- Written exercise
Write out each line exactly as given. Leave the pictures out of your copy.

- Input material
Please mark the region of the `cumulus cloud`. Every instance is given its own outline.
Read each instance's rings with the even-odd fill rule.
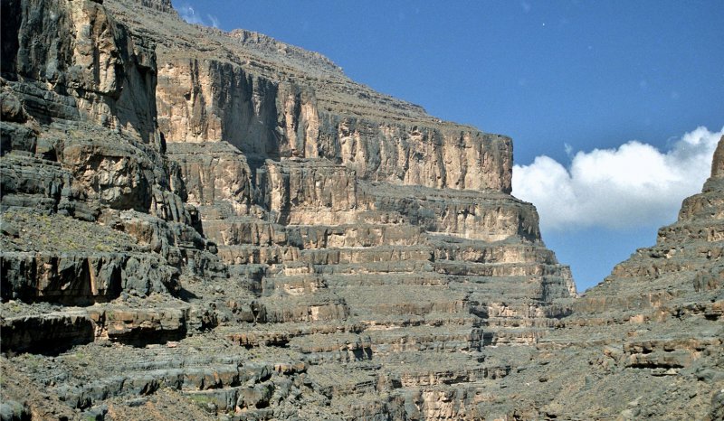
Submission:
[[[194,9],[191,5],[188,4],[183,4],[178,7],[178,14],[181,16],[181,19],[189,23],[214,26],[214,28],[219,27],[219,19],[216,16],[213,14],[206,14],[206,18],[205,19],[195,11],[195,9]]]
[[[681,201],[701,191],[722,134],[698,127],[664,152],[636,140],[579,151],[567,167],[538,156],[513,167],[513,194],[536,205],[548,231],[670,223]]]

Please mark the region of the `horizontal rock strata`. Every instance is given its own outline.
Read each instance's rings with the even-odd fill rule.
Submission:
[[[2,31],[4,419],[720,412],[720,150],[576,298],[508,137],[167,0],[9,1]]]

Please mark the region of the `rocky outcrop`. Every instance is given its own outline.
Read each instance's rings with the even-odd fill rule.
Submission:
[[[167,0],[10,1],[2,31],[3,416],[720,412],[721,145],[577,298],[508,137]]]

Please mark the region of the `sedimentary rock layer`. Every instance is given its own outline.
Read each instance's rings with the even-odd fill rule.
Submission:
[[[721,146],[576,299],[510,138],[168,0],[2,12],[4,419],[720,414]]]

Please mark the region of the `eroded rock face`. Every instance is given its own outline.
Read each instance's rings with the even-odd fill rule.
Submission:
[[[720,412],[720,145],[659,244],[576,299],[510,138],[168,0],[9,1],[2,31],[18,416]]]

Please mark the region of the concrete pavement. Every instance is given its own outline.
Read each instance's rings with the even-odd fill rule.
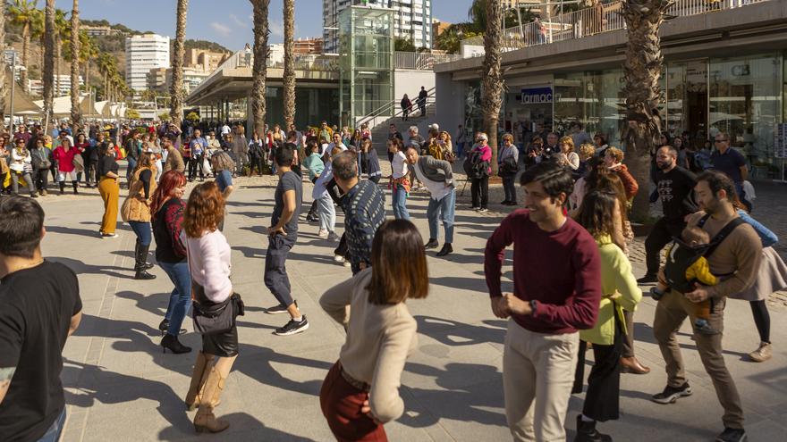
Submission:
[[[350,270],[333,262],[335,244],[317,238],[316,225],[302,222],[288,271],[310,329],[293,337],[274,336],[271,332],[285,318],[263,313],[275,303],[262,283],[273,181],[247,179],[238,184],[224,233],[233,246],[233,281],[247,313],[239,318],[241,354],[216,410],[231,427],[213,436],[198,437],[191,426],[193,413],[184,410],[194,353],[164,354],[158,346],[157,326],[172,289],[165,274],[156,267],[151,271],[157,279],[132,279],[133,233],[121,223],[120,238],[98,238],[102,204],[95,192],[40,199],[47,212],[44,254],[79,274],[84,304],[81,326],[63,351],[69,414],[63,440],[332,440],[318,394],[338,357],[343,330],[321,312],[317,301],[326,288],[349,278]],[[304,199],[310,202],[310,185],[304,187]],[[494,210],[504,208],[492,204],[493,212],[475,213],[467,210],[468,194],[469,189],[457,203],[455,253],[440,259],[429,252],[429,296],[408,303],[419,322],[419,346],[402,378],[406,413],[386,425],[391,440],[511,439],[501,378],[506,323],[490,311],[482,264],[485,240],[504,215]],[[492,201],[498,201],[492,194]],[[390,195],[386,197],[391,216]],[[427,202],[425,193],[415,193],[408,201],[425,237]],[[342,221],[340,216],[339,226]],[[635,263],[638,276],[639,265]],[[510,265],[504,277],[510,288]],[[638,357],[653,371],[622,376],[621,419],[599,428],[616,440],[712,440],[723,429],[722,410],[688,322],[680,340],[694,395],[671,405],[648,400],[665,383],[664,362],[650,329],[654,309],[655,303],[645,298],[635,327]],[[743,361],[758,342],[749,305],[732,301],[727,306],[725,359],[743,398],[753,441],[778,440],[787,430],[787,351],[782,344],[787,314],[778,306],[772,306],[771,314],[775,353],[772,361],[757,364]],[[182,342],[199,347],[190,320],[184,327],[190,332]],[[569,439],[582,397],[571,399]]]

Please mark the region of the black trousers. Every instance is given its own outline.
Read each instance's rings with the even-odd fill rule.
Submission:
[[[588,393],[585,395],[585,404],[582,406],[582,414],[600,422],[614,421],[620,417],[621,352],[625,330],[622,329],[617,313],[614,321],[615,336],[613,345],[593,344],[594,363],[588,376]],[[577,359],[577,371],[571,393],[582,392],[587,348],[588,343],[580,341],[580,357]]]
[[[645,263],[647,266],[647,274],[658,273],[661,250],[670,244],[673,237],[681,237],[681,231],[686,227],[686,222],[668,221],[664,218],[658,220],[645,239]]]
[[[470,195],[472,195],[473,207],[487,208],[489,204],[489,177],[487,175],[472,179]]]

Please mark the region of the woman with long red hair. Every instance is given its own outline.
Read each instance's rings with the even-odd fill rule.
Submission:
[[[169,171],[161,181],[150,203],[153,237],[156,238],[156,261],[174,284],[169,305],[158,329],[164,334],[161,346],[174,354],[189,353],[191,349],[181,344],[178,335],[181,325],[191,307],[191,275],[186,262],[186,247],[181,238],[186,204],[181,199],[186,191],[186,176]]]

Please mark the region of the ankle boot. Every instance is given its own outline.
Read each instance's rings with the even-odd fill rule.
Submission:
[[[574,442],[612,442],[612,437],[599,433],[596,429],[596,421],[582,421],[582,415],[577,416],[577,436]]]
[[[190,412],[199,406],[202,402],[202,389],[205,387],[205,381],[207,380],[207,374],[213,365],[213,354],[199,352],[197,354],[197,361],[194,362],[194,371],[191,373],[191,385],[189,386],[189,392],[186,393],[186,408]],[[214,408],[218,404],[213,404]]]
[[[135,247],[134,253],[134,260],[136,262],[134,265],[134,279],[155,279],[156,275],[151,275],[148,273],[148,271],[145,268],[145,259],[148,256],[148,249],[150,246],[142,246],[140,241],[137,241],[137,246]]]
[[[216,369],[216,366],[213,366],[207,374],[207,379],[205,380],[199,409],[197,410],[197,415],[194,416],[194,429],[198,433],[218,433],[230,428],[229,422],[216,419],[213,413],[213,402],[215,399],[218,399],[226,380],[226,378],[222,374]]]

- Task answer
Please mark the region of the `cumulus cloud`. Every instance is given its own outline.
Read each instance's rings with the even-odd fill rule.
Submission:
[[[194,9],[191,5],[188,4],[183,4],[178,7],[178,14],[181,16],[181,19],[189,23],[214,26],[214,28],[219,27],[219,19],[216,16],[213,14],[206,14],[206,18],[205,19],[195,11],[195,9]]]
[[[681,201],[701,191],[722,134],[698,127],[664,152],[636,140],[579,151],[567,167],[538,156],[513,167],[513,194],[536,205],[548,231],[670,223]]]

Please mark the region of the `horizontal rock strata`. Every instance is given its own outline.
Read each instance's rings with the even-odd fill rule.
Submission:
[[[2,31],[4,419],[720,412],[720,150],[576,298],[508,137],[167,0],[9,1]]]

Please mark the region of the `rocky outcrop`. Every instance is given its own outline.
Read each instance's rings with the even-odd fill rule.
Submission:
[[[167,0],[10,1],[2,31],[3,416],[720,412],[721,145],[577,298],[508,137]]]

Please mark the region of the `sedimentary rock layer`. Every instance is given its own outline.
Read each instance's rings with the even-odd fill rule.
Submission:
[[[721,146],[576,299],[510,138],[168,0],[2,12],[4,419],[720,414]]]

Please mark the region of the `eroded rock face`. Every instance is given its own outline.
Read each instance's rings with the even-odd fill rule.
Submission:
[[[720,412],[720,145],[659,244],[576,299],[510,138],[168,0],[9,1],[2,31],[18,416]]]

Please mark the region of the concrete pavement. Every instance is given its own outline.
Read each instance's rings with the even-odd fill rule.
Submission:
[[[350,270],[333,262],[335,244],[317,238],[316,225],[302,222],[288,271],[310,329],[293,337],[274,336],[271,332],[285,318],[263,313],[275,303],[262,283],[273,181],[247,179],[238,184],[224,233],[233,246],[233,281],[247,313],[239,318],[241,354],[216,410],[231,427],[213,436],[198,437],[191,426],[193,413],[184,410],[194,353],[164,354],[158,346],[157,326],[172,289],[165,274],[156,267],[151,271],[157,279],[132,279],[133,233],[121,223],[120,238],[98,238],[102,204],[95,192],[40,199],[47,212],[44,254],[79,274],[84,304],[81,326],[63,351],[69,414],[63,440],[332,440],[318,394],[338,357],[343,330],[321,312],[317,301],[326,288],[349,278]],[[304,199],[310,202],[310,185],[304,187]],[[494,210],[504,208],[492,204],[493,212],[475,213],[467,210],[468,194],[469,189],[457,203],[455,253],[440,259],[429,252],[429,296],[408,303],[419,322],[419,346],[402,378],[406,413],[386,425],[391,440],[511,439],[501,378],[506,323],[490,311],[482,264],[485,240],[504,215]],[[492,201],[498,201],[492,194]],[[390,195],[386,197],[391,216]],[[427,202],[425,193],[415,193],[408,201],[425,237]],[[342,221],[340,216],[339,226]],[[635,263],[638,276],[639,265]],[[510,265],[504,277],[510,288]],[[638,357],[653,371],[622,376],[621,419],[599,428],[616,440],[712,440],[723,429],[722,410],[688,322],[680,340],[694,395],[671,405],[648,400],[665,383],[664,362],[650,329],[654,309],[655,303],[645,298],[635,327]],[[743,361],[758,342],[749,305],[732,301],[727,306],[725,359],[743,398],[753,441],[778,440],[787,430],[787,351],[782,344],[787,314],[778,306],[772,306],[771,314],[775,353],[772,361],[757,364]],[[182,342],[199,347],[190,320],[184,327],[190,332]],[[569,439],[582,397],[571,399]]]

Please mark the region of the black trousers. Every instance is given its own outline.
Read each instance's rings with the even-odd fill rule.
Submission:
[[[588,393],[585,395],[585,404],[582,406],[582,414],[600,422],[614,421],[620,417],[621,352],[625,330],[622,329],[617,313],[614,321],[615,336],[613,345],[593,344],[594,363],[588,376]],[[577,359],[577,371],[571,393],[582,392],[587,348],[588,343],[580,341],[580,357]]]
[[[645,263],[647,266],[647,274],[658,273],[661,250],[670,244],[673,237],[681,237],[681,231],[686,227],[686,222],[668,221],[664,218],[658,220],[645,239]]]
[[[470,195],[472,195],[473,207],[487,208],[489,204],[489,177],[487,175],[472,179]]]

Please mark the region of the woman with long red hair. Every instance is given its own outline.
Read each instance's rings with the even-odd fill rule.
Submission:
[[[169,171],[161,181],[150,203],[153,237],[156,238],[156,261],[174,284],[169,305],[158,329],[164,334],[161,346],[174,354],[189,353],[191,349],[181,344],[178,335],[181,325],[191,307],[191,275],[186,262],[186,247],[181,238],[186,204],[181,199],[186,191],[186,176]]]

Please mark the region of the ankle boot. Every instance is given its own outline.
Read each instance's rings with the even-odd fill rule.
Submission:
[[[574,442],[612,442],[612,437],[599,433],[596,429],[596,421],[582,421],[582,415],[577,416],[577,436]]]
[[[190,412],[199,406],[202,402],[202,389],[205,387],[205,381],[207,380],[207,374],[213,365],[213,354],[199,352],[197,354],[197,361],[194,362],[194,371],[191,373],[191,385],[189,386],[189,392],[186,393],[186,408]],[[214,408],[218,404],[213,404]]]
[[[135,247],[134,253],[134,260],[136,262],[134,265],[134,279],[155,279],[156,275],[151,275],[148,273],[148,271],[145,268],[145,259],[148,256],[148,249],[150,246],[142,246],[140,241],[137,241],[137,246]]]
[[[216,369],[216,366],[213,366],[207,374],[207,379],[205,380],[199,409],[197,410],[197,415],[194,416],[194,429],[198,433],[218,433],[230,428],[229,422],[216,419],[213,413],[213,402],[215,399],[218,399],[226,380],[226,378],[222,374]]]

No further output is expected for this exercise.